Scan the listing below for the word "tree" and copy every line that has it.

_ _ _ _ _ _ _

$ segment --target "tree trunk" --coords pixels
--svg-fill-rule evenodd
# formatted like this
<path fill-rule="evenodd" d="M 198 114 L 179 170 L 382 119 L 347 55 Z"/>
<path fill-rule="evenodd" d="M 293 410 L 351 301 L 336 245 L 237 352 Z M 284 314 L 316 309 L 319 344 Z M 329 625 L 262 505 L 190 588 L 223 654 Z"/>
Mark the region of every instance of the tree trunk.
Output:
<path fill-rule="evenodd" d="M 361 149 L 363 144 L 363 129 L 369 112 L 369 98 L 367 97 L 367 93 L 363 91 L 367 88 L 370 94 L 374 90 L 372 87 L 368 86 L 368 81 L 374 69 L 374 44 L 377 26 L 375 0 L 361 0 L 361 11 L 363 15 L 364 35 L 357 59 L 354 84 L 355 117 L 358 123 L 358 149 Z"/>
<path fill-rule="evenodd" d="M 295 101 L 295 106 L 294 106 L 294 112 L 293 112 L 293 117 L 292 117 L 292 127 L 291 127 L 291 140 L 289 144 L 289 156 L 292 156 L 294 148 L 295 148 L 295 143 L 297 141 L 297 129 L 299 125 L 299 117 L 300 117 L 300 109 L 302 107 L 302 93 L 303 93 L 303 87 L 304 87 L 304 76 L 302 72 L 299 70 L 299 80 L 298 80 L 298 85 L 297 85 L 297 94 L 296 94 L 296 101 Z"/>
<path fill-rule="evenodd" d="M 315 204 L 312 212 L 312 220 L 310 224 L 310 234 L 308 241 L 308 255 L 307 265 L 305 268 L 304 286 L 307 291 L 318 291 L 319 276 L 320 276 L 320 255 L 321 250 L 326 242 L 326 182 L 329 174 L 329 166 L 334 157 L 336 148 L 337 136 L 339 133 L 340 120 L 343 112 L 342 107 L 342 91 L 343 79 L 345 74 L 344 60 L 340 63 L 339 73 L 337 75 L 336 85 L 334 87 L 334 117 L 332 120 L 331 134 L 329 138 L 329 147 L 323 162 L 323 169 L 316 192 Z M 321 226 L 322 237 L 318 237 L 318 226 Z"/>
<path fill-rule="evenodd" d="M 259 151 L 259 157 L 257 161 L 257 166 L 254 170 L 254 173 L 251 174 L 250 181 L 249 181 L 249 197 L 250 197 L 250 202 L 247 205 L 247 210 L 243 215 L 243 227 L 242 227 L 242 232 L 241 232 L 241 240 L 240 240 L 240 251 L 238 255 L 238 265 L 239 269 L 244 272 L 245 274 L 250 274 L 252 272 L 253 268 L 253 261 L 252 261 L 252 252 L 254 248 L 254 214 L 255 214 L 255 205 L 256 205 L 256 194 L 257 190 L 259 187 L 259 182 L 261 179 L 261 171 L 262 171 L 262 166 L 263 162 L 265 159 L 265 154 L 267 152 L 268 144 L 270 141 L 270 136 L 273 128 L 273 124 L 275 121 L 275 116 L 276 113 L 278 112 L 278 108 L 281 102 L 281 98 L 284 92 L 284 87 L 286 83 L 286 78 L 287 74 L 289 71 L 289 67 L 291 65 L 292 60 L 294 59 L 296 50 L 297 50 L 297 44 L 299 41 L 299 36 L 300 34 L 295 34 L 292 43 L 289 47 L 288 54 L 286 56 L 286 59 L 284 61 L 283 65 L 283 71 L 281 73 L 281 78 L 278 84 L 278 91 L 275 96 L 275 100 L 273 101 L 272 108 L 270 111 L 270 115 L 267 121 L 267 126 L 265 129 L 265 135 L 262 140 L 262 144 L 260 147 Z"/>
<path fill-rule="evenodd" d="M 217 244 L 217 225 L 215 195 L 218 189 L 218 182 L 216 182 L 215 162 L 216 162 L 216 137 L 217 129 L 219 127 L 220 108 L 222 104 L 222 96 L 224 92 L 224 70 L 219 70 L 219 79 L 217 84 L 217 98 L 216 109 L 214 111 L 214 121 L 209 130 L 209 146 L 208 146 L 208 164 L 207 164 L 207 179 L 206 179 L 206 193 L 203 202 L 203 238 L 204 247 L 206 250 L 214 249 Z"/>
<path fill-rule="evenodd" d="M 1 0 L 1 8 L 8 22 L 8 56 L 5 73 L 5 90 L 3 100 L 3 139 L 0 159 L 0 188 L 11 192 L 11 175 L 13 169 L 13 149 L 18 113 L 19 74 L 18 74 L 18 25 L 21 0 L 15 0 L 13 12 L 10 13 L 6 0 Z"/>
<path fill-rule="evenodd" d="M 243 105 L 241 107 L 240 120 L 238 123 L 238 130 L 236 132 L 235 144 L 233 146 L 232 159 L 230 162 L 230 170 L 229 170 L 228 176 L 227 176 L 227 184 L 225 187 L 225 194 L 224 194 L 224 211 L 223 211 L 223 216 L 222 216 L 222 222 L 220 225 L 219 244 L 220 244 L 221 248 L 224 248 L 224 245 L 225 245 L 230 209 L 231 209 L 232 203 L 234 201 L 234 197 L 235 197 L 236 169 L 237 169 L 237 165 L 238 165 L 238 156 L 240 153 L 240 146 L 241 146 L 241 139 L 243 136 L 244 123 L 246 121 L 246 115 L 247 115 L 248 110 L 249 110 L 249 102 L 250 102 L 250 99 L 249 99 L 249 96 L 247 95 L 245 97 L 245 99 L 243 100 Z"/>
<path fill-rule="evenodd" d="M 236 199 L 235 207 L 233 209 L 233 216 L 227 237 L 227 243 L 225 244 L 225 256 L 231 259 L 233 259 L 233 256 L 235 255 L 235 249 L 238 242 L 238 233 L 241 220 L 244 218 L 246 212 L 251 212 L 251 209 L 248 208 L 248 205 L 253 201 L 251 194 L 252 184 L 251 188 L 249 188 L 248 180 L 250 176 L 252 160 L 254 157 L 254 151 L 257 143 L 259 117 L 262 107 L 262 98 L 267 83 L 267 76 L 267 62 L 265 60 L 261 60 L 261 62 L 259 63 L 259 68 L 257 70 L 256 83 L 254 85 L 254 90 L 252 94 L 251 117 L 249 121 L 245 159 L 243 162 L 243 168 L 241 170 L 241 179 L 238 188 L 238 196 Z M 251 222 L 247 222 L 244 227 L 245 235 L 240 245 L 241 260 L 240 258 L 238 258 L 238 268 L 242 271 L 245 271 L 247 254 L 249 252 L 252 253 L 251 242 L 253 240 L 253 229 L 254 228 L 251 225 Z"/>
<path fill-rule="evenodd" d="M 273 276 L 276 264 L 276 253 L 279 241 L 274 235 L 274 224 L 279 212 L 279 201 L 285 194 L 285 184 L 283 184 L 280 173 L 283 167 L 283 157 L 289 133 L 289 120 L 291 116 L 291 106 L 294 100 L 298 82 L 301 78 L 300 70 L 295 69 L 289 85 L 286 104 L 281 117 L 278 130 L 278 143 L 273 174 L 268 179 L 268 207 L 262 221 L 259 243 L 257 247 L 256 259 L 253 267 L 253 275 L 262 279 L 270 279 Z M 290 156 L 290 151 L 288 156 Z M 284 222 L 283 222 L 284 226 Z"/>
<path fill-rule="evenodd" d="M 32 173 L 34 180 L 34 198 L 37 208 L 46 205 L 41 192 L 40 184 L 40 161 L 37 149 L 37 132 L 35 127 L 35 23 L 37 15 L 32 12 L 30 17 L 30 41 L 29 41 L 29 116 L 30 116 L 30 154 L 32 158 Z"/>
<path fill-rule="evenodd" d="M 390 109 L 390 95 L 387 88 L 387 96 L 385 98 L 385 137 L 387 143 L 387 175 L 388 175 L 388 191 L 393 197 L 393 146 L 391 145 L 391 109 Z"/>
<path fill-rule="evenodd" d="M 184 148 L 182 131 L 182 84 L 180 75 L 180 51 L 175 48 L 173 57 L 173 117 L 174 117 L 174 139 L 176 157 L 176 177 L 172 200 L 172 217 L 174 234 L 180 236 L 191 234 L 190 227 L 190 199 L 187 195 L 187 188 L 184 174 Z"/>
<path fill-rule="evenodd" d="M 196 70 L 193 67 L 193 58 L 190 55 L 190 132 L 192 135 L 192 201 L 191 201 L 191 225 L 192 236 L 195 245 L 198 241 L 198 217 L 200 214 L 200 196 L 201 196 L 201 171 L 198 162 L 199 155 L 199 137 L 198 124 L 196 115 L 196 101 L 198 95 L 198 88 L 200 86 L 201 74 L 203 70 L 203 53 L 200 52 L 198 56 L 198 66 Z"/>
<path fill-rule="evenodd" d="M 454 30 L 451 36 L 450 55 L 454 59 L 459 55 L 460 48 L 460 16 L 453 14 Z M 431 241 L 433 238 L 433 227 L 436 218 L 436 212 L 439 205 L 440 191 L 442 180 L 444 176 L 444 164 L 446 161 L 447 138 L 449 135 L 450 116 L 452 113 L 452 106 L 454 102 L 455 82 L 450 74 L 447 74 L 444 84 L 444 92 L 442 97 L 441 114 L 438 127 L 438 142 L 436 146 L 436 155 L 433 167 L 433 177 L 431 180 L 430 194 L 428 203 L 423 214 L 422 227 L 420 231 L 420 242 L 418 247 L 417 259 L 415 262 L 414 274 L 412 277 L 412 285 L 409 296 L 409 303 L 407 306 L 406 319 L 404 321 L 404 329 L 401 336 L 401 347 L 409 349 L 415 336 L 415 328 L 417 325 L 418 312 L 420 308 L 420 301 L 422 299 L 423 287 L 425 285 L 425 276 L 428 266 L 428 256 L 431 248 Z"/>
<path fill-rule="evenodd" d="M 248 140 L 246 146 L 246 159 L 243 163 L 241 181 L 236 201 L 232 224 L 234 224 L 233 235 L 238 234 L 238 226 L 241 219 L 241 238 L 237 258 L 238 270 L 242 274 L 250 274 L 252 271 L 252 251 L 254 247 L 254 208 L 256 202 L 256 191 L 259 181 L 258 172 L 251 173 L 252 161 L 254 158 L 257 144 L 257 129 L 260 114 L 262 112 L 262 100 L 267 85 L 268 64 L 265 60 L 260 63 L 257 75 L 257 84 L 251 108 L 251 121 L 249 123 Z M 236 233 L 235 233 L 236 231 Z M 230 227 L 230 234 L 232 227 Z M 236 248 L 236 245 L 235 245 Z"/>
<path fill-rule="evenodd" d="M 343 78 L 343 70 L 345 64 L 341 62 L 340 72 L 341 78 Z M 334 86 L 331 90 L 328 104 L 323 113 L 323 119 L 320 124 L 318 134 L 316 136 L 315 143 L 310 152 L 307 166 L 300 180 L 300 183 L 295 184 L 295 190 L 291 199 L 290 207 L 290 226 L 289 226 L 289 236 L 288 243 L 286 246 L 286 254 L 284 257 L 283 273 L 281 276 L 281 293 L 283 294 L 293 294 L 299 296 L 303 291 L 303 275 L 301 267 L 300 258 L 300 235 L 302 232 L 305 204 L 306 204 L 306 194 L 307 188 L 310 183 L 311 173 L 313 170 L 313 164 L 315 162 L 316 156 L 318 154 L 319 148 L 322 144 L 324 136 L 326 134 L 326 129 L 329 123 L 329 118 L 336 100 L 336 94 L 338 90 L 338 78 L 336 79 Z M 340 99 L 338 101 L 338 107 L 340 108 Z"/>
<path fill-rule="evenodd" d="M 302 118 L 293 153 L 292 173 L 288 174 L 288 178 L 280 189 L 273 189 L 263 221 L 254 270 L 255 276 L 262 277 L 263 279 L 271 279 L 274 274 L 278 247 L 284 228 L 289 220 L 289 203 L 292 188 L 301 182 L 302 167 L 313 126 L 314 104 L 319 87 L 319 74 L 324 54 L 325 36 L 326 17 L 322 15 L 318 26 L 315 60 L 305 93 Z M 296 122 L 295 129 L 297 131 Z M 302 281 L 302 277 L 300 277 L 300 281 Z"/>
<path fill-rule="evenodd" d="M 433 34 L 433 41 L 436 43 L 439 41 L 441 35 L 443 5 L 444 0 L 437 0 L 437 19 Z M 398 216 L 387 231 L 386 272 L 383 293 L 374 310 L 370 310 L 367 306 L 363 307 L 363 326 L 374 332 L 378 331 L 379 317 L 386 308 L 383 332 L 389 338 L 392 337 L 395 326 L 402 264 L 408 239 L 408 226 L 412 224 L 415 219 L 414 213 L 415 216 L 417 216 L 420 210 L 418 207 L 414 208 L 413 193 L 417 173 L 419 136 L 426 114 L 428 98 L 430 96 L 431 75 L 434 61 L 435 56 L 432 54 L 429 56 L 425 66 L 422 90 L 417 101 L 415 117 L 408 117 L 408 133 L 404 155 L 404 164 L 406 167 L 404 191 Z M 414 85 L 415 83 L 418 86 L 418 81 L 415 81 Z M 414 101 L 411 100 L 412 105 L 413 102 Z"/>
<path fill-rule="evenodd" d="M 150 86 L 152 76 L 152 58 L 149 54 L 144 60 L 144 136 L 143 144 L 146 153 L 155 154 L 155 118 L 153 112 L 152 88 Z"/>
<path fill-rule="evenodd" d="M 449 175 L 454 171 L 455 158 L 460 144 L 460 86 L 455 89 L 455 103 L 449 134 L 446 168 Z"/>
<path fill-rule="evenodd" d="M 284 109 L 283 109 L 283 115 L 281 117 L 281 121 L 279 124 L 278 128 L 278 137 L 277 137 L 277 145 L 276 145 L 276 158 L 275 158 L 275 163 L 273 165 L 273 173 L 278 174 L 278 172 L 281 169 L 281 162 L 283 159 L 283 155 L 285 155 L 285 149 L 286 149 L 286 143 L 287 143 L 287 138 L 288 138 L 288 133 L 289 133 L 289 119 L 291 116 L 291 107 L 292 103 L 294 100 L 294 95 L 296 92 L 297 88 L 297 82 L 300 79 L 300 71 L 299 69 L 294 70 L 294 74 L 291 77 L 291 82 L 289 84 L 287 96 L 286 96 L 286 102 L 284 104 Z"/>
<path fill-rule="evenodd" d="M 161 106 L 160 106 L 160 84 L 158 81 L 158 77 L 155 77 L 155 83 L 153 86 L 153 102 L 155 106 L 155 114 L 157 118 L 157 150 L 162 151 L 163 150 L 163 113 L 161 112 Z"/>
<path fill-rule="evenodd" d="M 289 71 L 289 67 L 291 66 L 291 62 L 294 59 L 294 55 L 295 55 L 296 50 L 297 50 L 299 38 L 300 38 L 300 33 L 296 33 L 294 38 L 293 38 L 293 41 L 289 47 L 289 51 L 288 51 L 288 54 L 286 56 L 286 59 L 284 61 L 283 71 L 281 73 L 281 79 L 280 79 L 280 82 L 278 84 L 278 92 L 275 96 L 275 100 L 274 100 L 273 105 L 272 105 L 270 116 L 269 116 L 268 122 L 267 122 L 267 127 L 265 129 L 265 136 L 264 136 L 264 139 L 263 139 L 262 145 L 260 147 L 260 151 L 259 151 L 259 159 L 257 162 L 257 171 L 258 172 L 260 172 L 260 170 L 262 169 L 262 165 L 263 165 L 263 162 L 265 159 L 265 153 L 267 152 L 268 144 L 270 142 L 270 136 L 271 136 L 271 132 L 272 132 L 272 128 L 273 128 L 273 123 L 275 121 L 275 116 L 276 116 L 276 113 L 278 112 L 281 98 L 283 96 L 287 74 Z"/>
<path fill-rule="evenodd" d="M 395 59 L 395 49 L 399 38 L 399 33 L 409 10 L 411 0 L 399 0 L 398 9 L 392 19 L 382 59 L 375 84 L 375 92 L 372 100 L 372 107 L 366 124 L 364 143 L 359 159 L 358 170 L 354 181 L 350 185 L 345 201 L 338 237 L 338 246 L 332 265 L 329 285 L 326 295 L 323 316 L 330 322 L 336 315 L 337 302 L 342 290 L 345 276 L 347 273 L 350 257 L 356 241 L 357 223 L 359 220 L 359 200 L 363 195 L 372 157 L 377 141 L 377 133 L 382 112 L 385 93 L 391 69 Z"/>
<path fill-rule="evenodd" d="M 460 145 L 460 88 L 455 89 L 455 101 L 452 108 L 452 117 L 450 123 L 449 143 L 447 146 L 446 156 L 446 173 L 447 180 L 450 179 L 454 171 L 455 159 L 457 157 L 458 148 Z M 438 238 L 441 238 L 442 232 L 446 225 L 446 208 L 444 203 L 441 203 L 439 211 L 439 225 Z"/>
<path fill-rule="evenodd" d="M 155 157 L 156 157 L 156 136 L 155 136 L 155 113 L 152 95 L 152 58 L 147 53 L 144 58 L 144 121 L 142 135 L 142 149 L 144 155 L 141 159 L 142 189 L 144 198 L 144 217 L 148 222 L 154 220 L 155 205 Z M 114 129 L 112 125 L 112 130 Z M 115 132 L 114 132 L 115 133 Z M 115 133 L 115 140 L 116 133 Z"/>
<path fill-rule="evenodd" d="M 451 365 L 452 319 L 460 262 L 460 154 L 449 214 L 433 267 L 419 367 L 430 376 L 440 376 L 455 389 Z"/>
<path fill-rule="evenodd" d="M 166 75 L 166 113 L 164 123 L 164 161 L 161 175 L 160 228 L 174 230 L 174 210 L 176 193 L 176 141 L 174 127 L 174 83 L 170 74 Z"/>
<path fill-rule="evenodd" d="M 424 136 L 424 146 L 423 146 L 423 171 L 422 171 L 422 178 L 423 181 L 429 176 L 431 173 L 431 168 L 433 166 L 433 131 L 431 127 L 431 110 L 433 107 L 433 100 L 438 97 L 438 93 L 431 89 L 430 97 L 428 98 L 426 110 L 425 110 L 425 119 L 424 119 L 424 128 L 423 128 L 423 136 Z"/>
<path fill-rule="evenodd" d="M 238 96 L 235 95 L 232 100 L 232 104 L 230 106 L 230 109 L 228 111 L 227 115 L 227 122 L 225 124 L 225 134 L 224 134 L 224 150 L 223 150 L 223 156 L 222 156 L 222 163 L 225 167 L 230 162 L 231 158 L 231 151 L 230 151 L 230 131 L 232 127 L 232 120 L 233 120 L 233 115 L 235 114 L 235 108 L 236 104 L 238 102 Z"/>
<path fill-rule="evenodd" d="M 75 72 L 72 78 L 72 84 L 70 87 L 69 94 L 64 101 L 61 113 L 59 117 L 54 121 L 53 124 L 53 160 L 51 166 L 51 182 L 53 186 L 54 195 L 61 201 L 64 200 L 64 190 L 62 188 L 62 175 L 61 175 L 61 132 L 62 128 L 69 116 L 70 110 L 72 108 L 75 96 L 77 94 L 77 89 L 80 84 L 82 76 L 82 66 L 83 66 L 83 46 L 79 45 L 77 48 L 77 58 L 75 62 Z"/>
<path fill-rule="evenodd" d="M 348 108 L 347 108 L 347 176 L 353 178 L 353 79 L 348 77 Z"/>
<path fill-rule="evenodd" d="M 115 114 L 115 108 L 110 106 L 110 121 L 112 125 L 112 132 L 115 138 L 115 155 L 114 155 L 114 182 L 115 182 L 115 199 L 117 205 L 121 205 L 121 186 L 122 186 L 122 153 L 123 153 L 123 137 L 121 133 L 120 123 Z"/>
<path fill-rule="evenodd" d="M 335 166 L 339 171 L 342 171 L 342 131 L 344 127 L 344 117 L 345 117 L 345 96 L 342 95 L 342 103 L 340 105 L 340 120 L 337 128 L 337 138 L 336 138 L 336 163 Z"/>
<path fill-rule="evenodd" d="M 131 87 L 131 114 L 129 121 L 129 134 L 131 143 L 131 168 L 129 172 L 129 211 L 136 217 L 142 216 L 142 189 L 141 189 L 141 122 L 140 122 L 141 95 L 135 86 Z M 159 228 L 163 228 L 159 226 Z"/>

_ _ _ _ _ _ _

▸ Answer
$ segment --target "tree trunk" --coords pixels
Mark the region of every instance of the tree trunk.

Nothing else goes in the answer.